Implementation of a correction procedure for signal delay can be accomplished by lowering the drillstring into the wellbore until the drill bit enters the top of the proposed curve; rotating the drillstring at several rotary speeds; recording the arrival of the signal at each rotary speed; calculating the best fit slope and intercept data using well known methods; and using the slope and any new measured rotational speed to adjust subsequent orientation signals for the sonic delay time, as shown in FIGS. 7 and 8.
Implementation of the correction procedure for drillstring twist can be accomplished by lowering the drillstring into the wellbore until the drill bit enters the top of the proposed curve; rotating the drillstring; applying weight to the drill bit of several different magnitudes; recording the arrival of the signal and the torque at each such weight; calculating the linear relationship between the torque and signal shift using well known methods; and using the linear slope and any new measured torque to adjust subsequent orientation signals for the drillstring twist, as shown in FIGS. 7 and 8.

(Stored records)

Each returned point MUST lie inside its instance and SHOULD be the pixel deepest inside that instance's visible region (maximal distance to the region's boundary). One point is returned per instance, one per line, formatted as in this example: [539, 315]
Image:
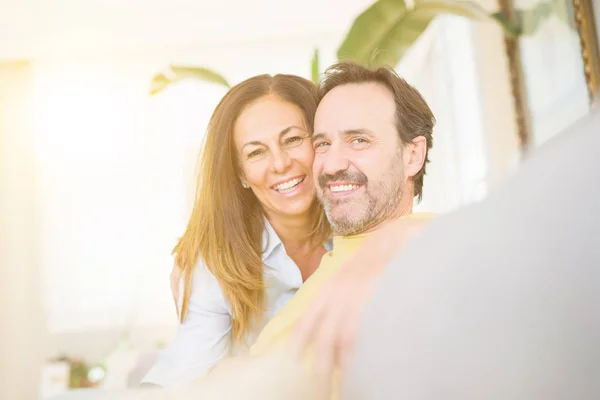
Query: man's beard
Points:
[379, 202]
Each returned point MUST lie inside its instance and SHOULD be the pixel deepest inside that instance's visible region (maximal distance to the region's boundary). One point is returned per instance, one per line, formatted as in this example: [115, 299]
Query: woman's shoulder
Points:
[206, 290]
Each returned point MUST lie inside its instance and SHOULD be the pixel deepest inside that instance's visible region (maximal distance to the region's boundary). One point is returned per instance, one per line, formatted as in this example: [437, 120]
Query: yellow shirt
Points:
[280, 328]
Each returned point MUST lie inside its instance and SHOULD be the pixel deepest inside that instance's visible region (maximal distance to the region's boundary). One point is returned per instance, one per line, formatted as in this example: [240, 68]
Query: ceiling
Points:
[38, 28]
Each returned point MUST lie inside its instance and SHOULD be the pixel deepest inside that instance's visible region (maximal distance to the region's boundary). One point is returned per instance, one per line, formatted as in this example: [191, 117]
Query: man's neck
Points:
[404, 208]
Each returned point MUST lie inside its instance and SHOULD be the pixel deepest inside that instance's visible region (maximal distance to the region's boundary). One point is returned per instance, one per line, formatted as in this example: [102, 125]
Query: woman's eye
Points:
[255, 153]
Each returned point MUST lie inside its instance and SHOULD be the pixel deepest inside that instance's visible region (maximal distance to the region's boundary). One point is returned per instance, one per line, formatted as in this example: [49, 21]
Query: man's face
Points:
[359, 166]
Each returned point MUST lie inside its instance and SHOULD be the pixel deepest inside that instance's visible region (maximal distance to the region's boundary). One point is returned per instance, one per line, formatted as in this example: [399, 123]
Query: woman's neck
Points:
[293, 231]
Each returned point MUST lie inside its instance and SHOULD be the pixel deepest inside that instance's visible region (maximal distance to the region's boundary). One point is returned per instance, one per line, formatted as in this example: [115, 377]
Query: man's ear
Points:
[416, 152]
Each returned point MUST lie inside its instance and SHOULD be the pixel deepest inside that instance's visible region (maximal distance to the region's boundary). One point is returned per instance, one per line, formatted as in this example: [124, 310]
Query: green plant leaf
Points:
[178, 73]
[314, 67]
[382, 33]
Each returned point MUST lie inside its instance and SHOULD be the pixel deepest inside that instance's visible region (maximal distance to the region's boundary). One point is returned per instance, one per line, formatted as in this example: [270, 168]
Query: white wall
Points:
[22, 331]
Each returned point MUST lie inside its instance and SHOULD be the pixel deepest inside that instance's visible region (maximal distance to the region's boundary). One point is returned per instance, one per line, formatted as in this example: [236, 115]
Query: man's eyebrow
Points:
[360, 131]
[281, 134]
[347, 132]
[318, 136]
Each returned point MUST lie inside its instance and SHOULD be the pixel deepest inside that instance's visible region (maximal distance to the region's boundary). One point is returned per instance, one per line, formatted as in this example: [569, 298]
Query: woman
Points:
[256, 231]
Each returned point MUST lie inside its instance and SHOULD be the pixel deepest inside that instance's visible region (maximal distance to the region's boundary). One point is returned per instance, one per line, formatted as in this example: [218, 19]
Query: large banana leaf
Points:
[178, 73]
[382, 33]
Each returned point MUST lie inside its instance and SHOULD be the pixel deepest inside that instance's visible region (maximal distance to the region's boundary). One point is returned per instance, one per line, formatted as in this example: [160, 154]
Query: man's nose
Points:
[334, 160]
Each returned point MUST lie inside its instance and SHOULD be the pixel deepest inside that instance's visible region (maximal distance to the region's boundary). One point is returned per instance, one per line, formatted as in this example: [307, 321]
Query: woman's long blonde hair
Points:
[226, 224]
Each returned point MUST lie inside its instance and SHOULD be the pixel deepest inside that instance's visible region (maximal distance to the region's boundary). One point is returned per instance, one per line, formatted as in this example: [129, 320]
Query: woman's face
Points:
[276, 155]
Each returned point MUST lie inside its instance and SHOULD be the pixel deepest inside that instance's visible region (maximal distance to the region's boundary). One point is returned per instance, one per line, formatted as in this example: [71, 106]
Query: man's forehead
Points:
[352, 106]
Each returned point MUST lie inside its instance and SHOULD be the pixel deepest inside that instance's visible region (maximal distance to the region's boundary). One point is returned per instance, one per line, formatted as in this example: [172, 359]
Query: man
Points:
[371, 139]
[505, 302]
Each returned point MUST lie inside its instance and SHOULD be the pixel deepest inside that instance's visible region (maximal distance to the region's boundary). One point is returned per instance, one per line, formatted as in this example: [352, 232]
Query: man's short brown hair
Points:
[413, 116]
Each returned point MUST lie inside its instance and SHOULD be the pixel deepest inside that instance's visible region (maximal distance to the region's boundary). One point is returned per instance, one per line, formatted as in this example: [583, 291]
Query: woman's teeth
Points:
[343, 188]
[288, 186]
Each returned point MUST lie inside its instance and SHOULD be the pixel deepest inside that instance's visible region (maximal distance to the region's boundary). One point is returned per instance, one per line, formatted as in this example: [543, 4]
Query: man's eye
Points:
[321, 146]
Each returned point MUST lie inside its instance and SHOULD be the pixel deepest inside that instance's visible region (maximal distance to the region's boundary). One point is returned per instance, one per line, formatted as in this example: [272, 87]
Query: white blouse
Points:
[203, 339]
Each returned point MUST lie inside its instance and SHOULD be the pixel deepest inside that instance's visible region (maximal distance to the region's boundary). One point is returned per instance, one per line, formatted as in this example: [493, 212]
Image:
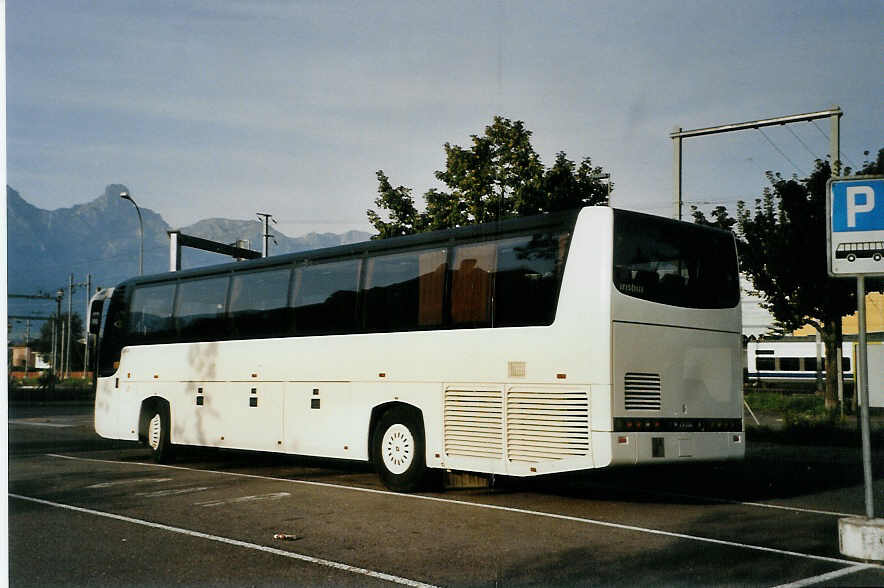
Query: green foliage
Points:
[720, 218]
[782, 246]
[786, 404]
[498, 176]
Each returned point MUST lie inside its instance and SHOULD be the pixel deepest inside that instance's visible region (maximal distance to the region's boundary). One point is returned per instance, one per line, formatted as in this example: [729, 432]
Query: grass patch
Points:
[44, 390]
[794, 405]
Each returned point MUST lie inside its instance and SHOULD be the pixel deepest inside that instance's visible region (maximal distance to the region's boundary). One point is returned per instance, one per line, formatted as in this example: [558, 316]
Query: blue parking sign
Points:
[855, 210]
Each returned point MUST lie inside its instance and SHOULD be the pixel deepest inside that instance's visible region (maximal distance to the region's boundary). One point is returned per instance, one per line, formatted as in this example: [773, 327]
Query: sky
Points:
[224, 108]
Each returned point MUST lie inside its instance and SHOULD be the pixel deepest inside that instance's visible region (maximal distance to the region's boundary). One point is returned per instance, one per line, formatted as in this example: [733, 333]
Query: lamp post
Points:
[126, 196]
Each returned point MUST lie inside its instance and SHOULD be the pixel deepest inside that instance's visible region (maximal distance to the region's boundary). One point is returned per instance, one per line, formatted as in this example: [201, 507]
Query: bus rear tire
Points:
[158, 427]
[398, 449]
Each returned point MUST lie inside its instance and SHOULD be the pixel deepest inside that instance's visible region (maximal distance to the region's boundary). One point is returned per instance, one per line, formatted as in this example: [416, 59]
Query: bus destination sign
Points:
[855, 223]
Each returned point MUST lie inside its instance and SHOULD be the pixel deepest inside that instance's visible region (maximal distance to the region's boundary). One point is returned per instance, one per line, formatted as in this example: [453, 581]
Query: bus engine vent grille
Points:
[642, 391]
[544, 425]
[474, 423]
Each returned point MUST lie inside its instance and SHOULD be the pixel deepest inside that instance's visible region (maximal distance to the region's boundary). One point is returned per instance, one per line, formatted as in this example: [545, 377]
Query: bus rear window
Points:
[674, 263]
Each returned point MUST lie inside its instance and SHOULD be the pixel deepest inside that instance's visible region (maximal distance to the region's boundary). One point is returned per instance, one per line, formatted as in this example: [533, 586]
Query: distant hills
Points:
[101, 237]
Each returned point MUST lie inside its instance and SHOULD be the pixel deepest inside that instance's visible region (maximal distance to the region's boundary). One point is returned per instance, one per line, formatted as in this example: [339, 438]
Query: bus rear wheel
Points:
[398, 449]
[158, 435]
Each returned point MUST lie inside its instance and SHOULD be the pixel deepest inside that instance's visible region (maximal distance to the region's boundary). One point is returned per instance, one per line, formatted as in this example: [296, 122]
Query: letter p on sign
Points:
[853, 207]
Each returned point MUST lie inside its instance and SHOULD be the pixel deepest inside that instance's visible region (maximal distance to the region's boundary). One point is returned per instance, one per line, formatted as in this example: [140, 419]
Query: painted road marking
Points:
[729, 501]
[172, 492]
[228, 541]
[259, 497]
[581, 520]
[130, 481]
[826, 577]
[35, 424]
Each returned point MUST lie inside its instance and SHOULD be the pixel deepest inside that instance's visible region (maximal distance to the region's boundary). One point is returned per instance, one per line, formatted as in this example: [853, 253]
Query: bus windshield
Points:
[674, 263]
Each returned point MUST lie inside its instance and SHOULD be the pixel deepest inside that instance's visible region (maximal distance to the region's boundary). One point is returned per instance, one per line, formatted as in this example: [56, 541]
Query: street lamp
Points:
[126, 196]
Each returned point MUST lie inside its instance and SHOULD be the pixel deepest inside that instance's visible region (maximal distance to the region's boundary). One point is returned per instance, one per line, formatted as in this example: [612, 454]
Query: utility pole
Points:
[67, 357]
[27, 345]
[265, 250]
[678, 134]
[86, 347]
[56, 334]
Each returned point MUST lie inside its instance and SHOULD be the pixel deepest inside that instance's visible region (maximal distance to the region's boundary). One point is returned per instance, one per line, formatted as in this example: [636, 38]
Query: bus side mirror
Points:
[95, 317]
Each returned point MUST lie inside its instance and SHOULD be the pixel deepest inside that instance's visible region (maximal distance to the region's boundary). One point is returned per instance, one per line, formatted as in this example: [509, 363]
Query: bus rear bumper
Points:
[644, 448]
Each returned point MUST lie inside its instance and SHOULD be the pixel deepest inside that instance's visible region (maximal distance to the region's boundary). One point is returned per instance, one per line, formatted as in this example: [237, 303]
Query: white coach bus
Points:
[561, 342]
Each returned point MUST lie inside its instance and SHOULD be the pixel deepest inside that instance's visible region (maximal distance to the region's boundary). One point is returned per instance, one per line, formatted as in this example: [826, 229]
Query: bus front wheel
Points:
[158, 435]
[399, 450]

**Actions to take:**
1 – Based on the drillstring correction text, mark each statement yes or no and quote the words that decide it. (a) The signal delay correction calls for rotating the drillstring at several rotary speeds. (b) The twist correction records the torque at each weight applied to the drill bit. (c) Both procedures lower the drillstring until the drill bit reaches the bottom of the proposed curve.
2 – Turn the paragraph of the drillstring correction text that begins "Implementation of the correction procedure for drillstring twist" into a short list of steps, keeping its main facts.
3 – Carry on the drillstring correction text from its final sentence, writing a few more sentences in the same style.

**Answers for this exercise:**
1 –
(a) Yes: "rotating the drillstring at several rotary speeds"
(b) Yes: "recording the arrival of the signal and the torque at each such weight"
(c) No: "until the drill bit enters the top of the proposed curve"

2 –
Correcting for drillstring twist (FIGS. 7 and 8):
- Lower the drillstring into the wellbore until the drill bit enters the top of the proposed curve.
- Rotate the drillstring.
- Apply several different weights to the drill bit.
- At each weight, record when the signal arrives and the torque.
- Work out the linear relationship between torque and signal shift.
- Use that slope and any newly measured torque to adjust later orientation signals for the twist.

3 –
While presently preferred embodiments of the invention have been described herein for the purpose of disclosure, numerous changes in the construction and arrangement of parts and the performance of steps will suggest themselves to those skilled in the art, which changes are encompassed within the spirit of this invention as defined by the following claims.

Claims (10)

What is claimed is:
1. A method of monitoring the rotational orientation of a downhole tool on a rotatable conduit without interrupting drilling, comprising:
(a) establishing an initial rotational orientation of the downhole tool with respect to a reference point on the rotatable conduit;
(b) generating a signal when the rotating conduit is in a defined rotational orientation with respect to the downhole tool during drilling; and
(c) monitoring the rotational orientation of the rotating conduit at which the signal occurs.
2. A method of claim 1 in which step (b) comprises:
changing the size of a fluid flow path through the rotating conduit when the rotating conduit is in the defined rotational orientation with respect to the downhole tool;
flowing fluid through the rotating conduit; and
sensing the response of the flowing fluid to the change in size of the fluid flow path to generate the signal.
3. A method of claim 1 in which step (c) comprises:
determining the angular displacement of the reference point relative to the initial rotational orientation of the downhole tool and rotatable conduit at which the signal is generated; and
monitoring the angular displacement as the conduit rotates in order to monitor the rotational orientation of the downhole tool.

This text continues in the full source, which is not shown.